• LAVORO RICHIESTO:
**1.** Nell'articolo sul Frecciarossa, perché il 18 maggio questo treno impiega più tempo del Frecciabianca da Napoli a Sapri? Rispondi in una o due frasi.
**2.** Rispondi a queste domande sull'articolo sul Frecciarossa:
(a) Per quanti mesi il Frecciarossa collega Milano e Sapri?
(b) Quando è stata fatta la prova di prenotazione?
(c) Quanto costa l'Intercity per il ritorno di domenica 19 maggio?

• TESTO DI STUDIO:
------------------------------------------------------------------------
TRASPORTI E TURISMO

L’alta velocità cilentana più lenta e costosa

Il paradosso del Frecciarossa che in base al rapporto tra domanda ed offerta non sempre è conveniente

SAPRI - È più lento e (quasi sempre) più costoso. No, non è l’ennesima trovata di un movimento “slow”. È un paradosso del Frecciarossa, che per 6 mesi saetta da Milano a Sapri e viceversa. Oddio, saetta. Il verbo perde senso nel tratto campano, per un altro paradosso che cercheremo di analizzare. Intanto vediamo il fatto, ricordando che il Frecciarossa è il campione dell’alta velocità e della gerarchia ferroviaria nazionale. Proviamo a organizzare un viaggio da Napoli a Sapri. Questo test è stato condotto ieri a mezzogiorno. Il 18 maggio, sabato prossimo, esistono 2 possibilità fra le 12,10 e le 12,18. Il Frecciabianca costa quasi 20 euro e impiega 101 minuti, perché ferma solo a Salerno. Il Frecciarossa costa 22 euro e arriva in 116 minuti, perché ferma anche ad Agropoli, Vallo e Centola. Quindi: spesa maggiore (2 euro) e viaggio più lungo (15 minuti). L’indomani, domenica 19 maggio, l’offerta è identica ma i prezzi sono unificati a 20 euro. Per il ritorno, domenica 19 esistono 3 possibilità fra le 14,20 e le 15,33. Il Frecciarossa impiega 118 minuti e costa 35 euro (effettua le 4 fermate), l’Intercity richiede 115 minuti e costa 23 euro (ferma solo a Salerno), il Frecciabianca impiega 105 minuti e costa 15 euro (fermata a Salerno).
------------------------------------------------------------------------
• ESTRATTO DEI DATI:
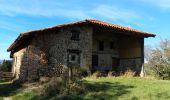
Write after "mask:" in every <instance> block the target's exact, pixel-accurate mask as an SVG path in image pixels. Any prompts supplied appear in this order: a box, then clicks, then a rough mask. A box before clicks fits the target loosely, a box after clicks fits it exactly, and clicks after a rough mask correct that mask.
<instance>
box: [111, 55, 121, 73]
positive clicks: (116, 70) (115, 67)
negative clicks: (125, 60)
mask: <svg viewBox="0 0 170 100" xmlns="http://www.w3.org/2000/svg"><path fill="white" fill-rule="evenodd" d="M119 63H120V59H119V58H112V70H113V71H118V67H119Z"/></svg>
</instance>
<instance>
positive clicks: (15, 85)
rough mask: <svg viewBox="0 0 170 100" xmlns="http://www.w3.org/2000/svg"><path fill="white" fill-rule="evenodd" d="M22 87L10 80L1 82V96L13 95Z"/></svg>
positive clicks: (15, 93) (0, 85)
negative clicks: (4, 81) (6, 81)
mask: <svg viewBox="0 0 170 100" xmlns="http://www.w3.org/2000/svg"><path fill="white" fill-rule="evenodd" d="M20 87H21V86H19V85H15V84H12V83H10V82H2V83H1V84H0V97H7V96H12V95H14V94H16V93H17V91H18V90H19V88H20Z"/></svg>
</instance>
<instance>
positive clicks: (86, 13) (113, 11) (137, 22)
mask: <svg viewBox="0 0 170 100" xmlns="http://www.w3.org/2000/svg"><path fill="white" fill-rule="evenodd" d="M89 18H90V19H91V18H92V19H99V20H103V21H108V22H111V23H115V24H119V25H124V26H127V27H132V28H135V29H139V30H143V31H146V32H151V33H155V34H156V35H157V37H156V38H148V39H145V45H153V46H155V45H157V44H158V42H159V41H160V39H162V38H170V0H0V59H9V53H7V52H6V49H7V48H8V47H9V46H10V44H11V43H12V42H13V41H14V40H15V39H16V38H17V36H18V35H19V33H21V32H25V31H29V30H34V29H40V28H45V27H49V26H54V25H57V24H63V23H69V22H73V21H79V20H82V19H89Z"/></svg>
------------------------------------------------------------------------
• RISPOSTE SCRITTE:
**1.** Il Frecciarossa ferma anche ad Agropoli, Vallo e Centola, mentre il Frecciabianca ferma solo a Salerno. Per questo arriva in 116 minuti invece di 101.

**2.**
(a) Per 6 mesi.
(b) Ieri a mezzogiorno.
(c) 23 euro.